| Passage provided |
==================================================
Note. we = learning from worked-out examples; cm = cognitive theory of multimedia learning; bm = bullying/mobbing; cs = classroom size effects on achievement; prac = practicioner; sci = scientific study.
Procedure and Materials
All materials in Study 2 were identical to those used in Study 1, but, corresponding to the different design of Study 2, the experimental procedure differed: Participants were assigned randomly to 1 of 24 different questionnaires (see Table 4 and online Supplemental Appendix 4 for the questionnaries of Study 2). To achieve this, we used an urn model (e.g., Wei, 1978) and true random numbers obtained at www.random.org to ensure that every questionnaire is filled out with the same frequency. Just like in Study 1, the participants first filled out the FREE questionnaire (domain-specific measurement of epistemic beliefs), then went through the four topics (sequence and sources of the assertions, depending on the questionnaire). After each topic, they filled out the METI, a topic-specific multiplism scale (see “Instruments” section below), and the items of the treatment check. Finally, the participants were asked for some demographic data.
Measurements
As mentioned above, we used the FREE and METI to assess domain-specific epistemic beliefs and epistemic trustworthiness, respectively. Both instruments are described in the “Methods” section for Study 1 and are provided at full length in online Supplemental Appendix 2, where all other instruments can be found as well. Additionally, we measured topic-specific multiplism by means of the “topic-specific multiplism” scale (4-point Likert-type scale), which was developed by decontextualizing the FREE’s multiplism items (Merk, Schneider, Syring, & Bohl, 2016) and has demonstrated good psychometric properties in several studies (Merk, Kelava, et al., 2017; Merk, Rosman, et al., 2017)
==================================================
| Listed records |
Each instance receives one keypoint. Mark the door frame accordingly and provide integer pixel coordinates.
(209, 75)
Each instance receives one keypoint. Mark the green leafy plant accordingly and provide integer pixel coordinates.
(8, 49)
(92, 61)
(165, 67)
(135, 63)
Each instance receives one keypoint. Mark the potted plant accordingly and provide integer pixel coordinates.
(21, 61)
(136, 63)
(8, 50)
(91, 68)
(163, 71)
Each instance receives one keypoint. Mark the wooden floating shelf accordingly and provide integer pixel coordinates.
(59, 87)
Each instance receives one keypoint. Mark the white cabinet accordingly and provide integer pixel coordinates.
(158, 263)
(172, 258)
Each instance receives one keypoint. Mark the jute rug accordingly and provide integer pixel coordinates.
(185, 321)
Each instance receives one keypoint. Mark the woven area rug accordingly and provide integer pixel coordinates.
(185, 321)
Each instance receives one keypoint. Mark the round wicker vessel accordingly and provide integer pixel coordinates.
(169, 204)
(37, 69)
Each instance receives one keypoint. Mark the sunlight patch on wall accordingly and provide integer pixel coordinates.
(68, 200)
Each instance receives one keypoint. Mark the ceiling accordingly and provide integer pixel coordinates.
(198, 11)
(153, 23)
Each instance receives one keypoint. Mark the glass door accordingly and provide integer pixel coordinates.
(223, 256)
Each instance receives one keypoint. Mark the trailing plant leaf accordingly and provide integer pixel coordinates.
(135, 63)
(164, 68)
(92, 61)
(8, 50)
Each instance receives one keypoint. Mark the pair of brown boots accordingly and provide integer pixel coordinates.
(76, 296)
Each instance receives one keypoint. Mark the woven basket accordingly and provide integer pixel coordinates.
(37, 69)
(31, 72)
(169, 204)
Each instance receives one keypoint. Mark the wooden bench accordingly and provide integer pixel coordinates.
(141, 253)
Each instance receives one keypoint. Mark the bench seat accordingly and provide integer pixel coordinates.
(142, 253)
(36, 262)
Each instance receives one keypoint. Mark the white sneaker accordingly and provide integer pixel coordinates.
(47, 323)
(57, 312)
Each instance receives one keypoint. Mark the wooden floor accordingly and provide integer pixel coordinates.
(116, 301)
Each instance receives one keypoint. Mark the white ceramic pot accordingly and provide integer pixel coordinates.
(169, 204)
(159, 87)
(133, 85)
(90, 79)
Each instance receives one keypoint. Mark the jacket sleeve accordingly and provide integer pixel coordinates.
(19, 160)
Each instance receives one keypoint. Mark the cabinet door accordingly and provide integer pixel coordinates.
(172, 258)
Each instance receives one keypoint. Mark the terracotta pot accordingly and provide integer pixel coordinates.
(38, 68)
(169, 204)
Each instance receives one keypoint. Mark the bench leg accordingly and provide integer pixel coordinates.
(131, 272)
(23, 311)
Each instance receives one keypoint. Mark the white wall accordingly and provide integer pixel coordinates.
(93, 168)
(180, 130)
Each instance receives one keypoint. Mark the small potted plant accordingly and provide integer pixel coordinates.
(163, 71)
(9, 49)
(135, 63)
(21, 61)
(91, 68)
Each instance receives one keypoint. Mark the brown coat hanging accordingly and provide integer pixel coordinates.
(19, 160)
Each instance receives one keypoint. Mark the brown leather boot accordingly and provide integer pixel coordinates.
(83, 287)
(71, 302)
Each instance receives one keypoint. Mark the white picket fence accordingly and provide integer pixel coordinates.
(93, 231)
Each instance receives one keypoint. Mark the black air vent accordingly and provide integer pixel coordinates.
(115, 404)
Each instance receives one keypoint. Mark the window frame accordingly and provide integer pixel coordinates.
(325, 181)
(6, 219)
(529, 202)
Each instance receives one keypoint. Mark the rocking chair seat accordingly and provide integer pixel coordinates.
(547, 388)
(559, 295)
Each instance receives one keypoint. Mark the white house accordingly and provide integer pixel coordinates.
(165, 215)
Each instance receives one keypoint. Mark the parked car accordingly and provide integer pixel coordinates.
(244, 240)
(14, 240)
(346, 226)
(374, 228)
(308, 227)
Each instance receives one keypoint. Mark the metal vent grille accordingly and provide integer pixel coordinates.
==================================================
| Given problem 1 |
According to the study methods passage, how many different questionnaires could participants in Study 2 be randomly assigned to?
| Given problem 2 |
Extend the study methods passage, continuing from its last sentence.
The records play no part in this work.

| Output 1 |
Participants in Study 2 were randomly assigned to 1 of 24 different questionnaires.

| Output 2 |
Statistical Analyses
Psychometric Properties
The psychometric properties of the only between-person measurement (FREE) were evaluated just like in Study 1. We first ran a CFA with τ-congeneric measurement models and allowed for residual covariances identified by modification indices (Standardized Expected Parameter Change; Whittaker, 2012). Reliability (internal consistency) was assessed using McDonald’s ω. Just like in Study 1, indicators of acceptable/good fit were CFI and TLI values that exceed .90/.95, RMSEA values lower than .10/.06, and SRMR values inferior to .08/.05 (Browne & Cudeck, 1992; Hu & Bentler, 1999).
The factorial validity of the within-person measurements METI, topic-specific multiplism, and treatment check was assessed using multilevel confirmatory factor analysis (MCFA; Mehta & Neale, 2005; B. O. Muthén, 1994). To do so, we specified MCFA models with τ-congeneric measurement models at each level, whereby we addressed the same cutoff values for model-fit evaluation for MCFA as in the single-level case (FREE; see above), but calculated SRMR separately for each level, whereby we defined the SRMRBetween values smaller than .10/.05, indicating acceptable/good fit.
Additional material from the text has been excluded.